Excerpt:
The Czech Republic has become the top performer of the Central European region in terms of the volume of investment that has flowed into commercial real estate since the beginning of 2017. Unlike the preceding years when Poland was the clear number one, the largest amount has been invested in the Czech Republic, even though the country’s market is roughly one half the size of its larger neighbour’s market.
According to Cushman & Wakefield €2.1 billion have been invested in the Czech Republic since the beginning of this year. Of this, €165.5 million have gone into hospitality real estate and €1 billion exclusively into retail assets. Investments in the retail sector therefore predominate significantly. They account for up to 53% of the 2017 investment volume to date. Of the remaining 47%, offices make up 23%, the industrial segment makes up 10%, 8% relate to hospitality real estate and 6% to mixed-use properties.

Record set:
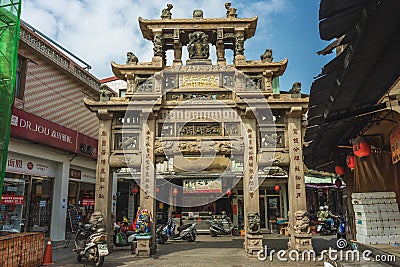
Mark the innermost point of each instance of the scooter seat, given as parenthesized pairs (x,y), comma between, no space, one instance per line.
(183,227)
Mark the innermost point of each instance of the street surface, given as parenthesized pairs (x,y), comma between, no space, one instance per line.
(206,251)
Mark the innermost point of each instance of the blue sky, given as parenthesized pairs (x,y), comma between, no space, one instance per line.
(102,31)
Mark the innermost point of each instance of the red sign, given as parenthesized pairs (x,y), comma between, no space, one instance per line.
(31,127)
(88,202)
(12,199)
(73,173)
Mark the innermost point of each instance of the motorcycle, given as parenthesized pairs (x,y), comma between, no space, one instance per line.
(326,228)
(217,227)
(124,233)
(185,232)
(341,230)
(90,241)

Things to do:
1 - Answer these from the real estate investment text:
(a) Which country was the clear number one in the years before 2017?
(b) According to Cushman & Wakefield, how much has been invested in the Czech Republic since the beginning of the year?
(c) What share of the 2017 investment volume do offices make up?
2 - From the real estate investment text, print the part that begins at the words "According to Cushman" and stops after "to mixed-use properties.".
You can set the rows aside; nothing here depends on them.

Numbered responses:
1 -
(a) Poland
(b) €2.1 billion
(c) 23%

2 -
According to Cushman & Wakefield €2.1 billion have been invested in the Czech Republic since the beginning of this year. Of this, €165.5 million have gone into hospitality real estate and €1 billion exclusively into retail assets. Investments in the retail sector therefore predominate significantly. They account for up to 53% of the 2017 investment volume to date. Of the remaining 47%, offices make up 23%, the industrial segment makes up 10%, 8% relate to hospitality real estate and 6% to mixed-use properties.